-- What you should do --
Return each line of the rows below that contains the word "beige". Case counts.

-- Material --

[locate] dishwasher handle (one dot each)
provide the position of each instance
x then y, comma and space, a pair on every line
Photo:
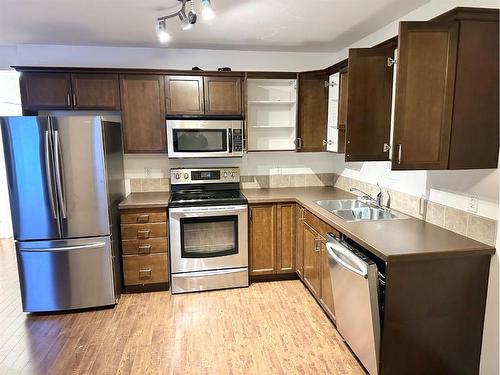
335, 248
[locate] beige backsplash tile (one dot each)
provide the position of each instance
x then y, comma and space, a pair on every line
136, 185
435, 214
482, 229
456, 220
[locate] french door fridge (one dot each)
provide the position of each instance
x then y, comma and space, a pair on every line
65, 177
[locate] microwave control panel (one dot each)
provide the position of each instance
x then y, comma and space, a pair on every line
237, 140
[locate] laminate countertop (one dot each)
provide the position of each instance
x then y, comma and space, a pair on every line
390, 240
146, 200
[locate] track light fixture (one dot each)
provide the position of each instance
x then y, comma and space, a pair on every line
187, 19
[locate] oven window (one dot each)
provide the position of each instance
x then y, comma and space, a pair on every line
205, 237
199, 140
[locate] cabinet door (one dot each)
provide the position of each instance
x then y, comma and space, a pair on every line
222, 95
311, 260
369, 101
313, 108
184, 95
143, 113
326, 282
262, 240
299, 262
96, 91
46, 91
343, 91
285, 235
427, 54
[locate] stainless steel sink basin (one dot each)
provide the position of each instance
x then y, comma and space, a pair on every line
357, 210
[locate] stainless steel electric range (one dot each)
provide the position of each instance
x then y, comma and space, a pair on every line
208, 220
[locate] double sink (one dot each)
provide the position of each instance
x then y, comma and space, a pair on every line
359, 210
---
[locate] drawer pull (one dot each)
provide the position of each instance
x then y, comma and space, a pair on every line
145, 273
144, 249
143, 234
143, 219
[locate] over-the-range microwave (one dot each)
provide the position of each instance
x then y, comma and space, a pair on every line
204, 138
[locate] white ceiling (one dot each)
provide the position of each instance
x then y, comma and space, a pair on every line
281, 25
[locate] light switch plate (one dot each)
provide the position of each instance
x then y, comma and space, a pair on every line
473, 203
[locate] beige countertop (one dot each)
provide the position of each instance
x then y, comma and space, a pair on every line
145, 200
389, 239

-- Written solution --
[locate] beige backsplash tile (one dot each)
[locate] beige countertop (one dot each)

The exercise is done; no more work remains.